> _Task set_:
1. Using the Young and Dangerous film entry below, mark each statement yes or no and quote the words of the entry that settle it: (a) Andrew Lau edited the film. (b) The film runs 97 minutes. (c) The film was popular in Hong Kong.
2. Extend the Young and Dangerous film entry below with the next passage, continuing after its final sentence.

> _Source extract_:
==================================================
- Film poster
- Directed by: Andrew Lau
- Written by: Manfred Wong Based on the Comic Strip by Cowman and Dickey Yau
- Produced by: Wong Jing Manfred Wong
- Starring: Ekin Cheng Jordan Chan Gigi Lai Jason Chu Jerry Lamb Michael Tse Francis Ng Simon Yam
- Cinematography: Andrew Lau
- Edited by: Marco Mak
- Music by: Clarence Hui
- Production company: Jing's Production
- Distributed by: Golden Harvest Company Warner Bros. Pictures
- Release date: 26 January 1996;
- Running time: 97 minutes
- Country: Hong Kong
- Language: Cantonese/English

= Young and Dangerous (1996 film) =

1996 Hong Kong film by Andrew Lau

Young and Dangerous (古惑仔之人在江湖) is a 1996 Hong Kong crime film about a group of triad members, detailing their adventures and dangers in a Hong Kong Triad society. Directed by the film's cinematographer Andrew Lau, the film features a large ensemble cast, which includes Ekin Cheng, Jordan Chan, Gigi Lai, Jason Chu, Jerry Lamb, Michael Tse, Francis Ng and Simon Yam.

Based on a popular comic book series named "Guwak Tsai" or "Teddy Boy" in English. This film contributed a lot to the public image of triads and was condemned by certain quarters as glorifying secret triad societies. However, it was immensely popular in Hong Kong and spun a long list of sequels and spin-offs. Its main actors and actresses have also become major stars in their own right.
==================================================
> _Data rows_:
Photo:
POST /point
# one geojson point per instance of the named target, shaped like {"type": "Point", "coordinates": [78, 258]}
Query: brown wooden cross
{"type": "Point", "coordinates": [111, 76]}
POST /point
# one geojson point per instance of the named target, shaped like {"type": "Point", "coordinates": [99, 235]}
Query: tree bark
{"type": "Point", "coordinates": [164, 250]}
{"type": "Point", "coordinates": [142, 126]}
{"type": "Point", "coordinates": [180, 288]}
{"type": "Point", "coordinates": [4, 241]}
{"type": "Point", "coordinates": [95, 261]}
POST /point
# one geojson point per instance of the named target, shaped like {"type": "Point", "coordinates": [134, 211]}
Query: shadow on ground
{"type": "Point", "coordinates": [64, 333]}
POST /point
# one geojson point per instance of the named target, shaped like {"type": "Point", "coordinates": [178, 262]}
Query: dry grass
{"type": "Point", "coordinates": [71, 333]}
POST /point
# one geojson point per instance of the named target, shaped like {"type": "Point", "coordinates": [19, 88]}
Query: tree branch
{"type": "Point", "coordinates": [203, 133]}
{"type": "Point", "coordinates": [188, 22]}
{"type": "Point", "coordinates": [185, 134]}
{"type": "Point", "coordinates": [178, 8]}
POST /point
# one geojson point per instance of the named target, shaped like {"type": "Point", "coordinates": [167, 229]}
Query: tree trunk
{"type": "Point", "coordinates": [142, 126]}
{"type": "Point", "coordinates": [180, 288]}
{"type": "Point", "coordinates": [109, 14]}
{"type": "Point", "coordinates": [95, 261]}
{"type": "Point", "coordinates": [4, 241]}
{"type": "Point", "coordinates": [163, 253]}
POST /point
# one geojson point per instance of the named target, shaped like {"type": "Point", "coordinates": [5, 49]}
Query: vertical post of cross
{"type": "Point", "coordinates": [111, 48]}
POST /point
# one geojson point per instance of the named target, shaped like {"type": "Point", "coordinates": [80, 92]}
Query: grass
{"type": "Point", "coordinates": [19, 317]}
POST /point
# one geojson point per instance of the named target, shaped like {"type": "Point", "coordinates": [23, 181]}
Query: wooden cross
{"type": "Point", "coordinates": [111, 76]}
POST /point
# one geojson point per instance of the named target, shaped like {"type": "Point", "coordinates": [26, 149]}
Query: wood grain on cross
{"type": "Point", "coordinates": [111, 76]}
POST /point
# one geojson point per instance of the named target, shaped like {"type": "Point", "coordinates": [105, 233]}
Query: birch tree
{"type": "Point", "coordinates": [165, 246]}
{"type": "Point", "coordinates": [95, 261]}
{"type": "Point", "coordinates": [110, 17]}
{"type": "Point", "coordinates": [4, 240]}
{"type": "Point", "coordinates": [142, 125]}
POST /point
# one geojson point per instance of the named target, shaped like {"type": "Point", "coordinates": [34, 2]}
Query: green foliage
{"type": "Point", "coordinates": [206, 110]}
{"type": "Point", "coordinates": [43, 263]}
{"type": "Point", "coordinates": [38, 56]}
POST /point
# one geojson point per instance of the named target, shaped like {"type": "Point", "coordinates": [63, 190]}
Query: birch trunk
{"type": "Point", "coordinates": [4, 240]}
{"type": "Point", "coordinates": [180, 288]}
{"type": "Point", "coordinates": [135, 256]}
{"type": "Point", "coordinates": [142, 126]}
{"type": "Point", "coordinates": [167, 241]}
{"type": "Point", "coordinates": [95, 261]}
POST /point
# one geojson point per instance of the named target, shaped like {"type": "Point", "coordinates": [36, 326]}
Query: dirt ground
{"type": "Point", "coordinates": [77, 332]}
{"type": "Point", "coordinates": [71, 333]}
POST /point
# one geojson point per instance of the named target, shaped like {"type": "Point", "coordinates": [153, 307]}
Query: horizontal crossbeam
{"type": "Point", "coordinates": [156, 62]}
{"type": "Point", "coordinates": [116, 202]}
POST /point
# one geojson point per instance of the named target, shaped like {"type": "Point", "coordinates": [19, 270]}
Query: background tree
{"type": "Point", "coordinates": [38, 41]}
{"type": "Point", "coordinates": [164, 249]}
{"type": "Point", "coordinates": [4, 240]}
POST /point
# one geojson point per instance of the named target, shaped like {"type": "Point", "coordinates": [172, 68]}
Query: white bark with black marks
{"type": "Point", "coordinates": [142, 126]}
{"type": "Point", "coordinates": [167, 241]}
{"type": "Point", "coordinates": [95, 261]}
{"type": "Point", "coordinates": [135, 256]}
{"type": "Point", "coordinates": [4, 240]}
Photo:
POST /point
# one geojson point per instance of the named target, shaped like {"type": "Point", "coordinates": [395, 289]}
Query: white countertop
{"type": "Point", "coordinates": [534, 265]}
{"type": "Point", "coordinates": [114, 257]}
==================================================
> _Answers in order_:
1.
(a) No: "Edited by: Marco Mak"
(b) Yes: "Running time: 97 minutes"
(c) Yes: "However, it was immensely popular in Hong Kong"

2.
==Plot==
Beginning in 1985, teenagers Chan Ho Nam (Ekin Cheng), his best friends "Chicken" Chiu (Jordan Chan), Dai Tin-Yee (Michael Tse), Pou Pan (Jerry Lam) and older brother Chow Pan (Jason Chu) idolise the local "Hung Hing" Society and one of its leaders, "Uncle Bee" (Ng Chi Hung). When Ho Nam and his friends are beaten by Hung Hing's "Ugly Kwan" (Francis Ng) and his men following a misunderstanding, they decide to join the society, following Bee.

Ten years later, in 1995, Ho Nam and his buddies have established themselves as Bee's enforcers, performing their first successful hit on Kwan's associate "Ba Bai" (Joe Chen). At the same time, Brother Fai Hung has the stuttering Smartie (Gigi Lai) carjack Ho Nam's Toyota MR2 and demand payment, but unfortunately she gets caught by Ho Nam and his friends and is punished by eating dozens of Chinese barbecue pork buns.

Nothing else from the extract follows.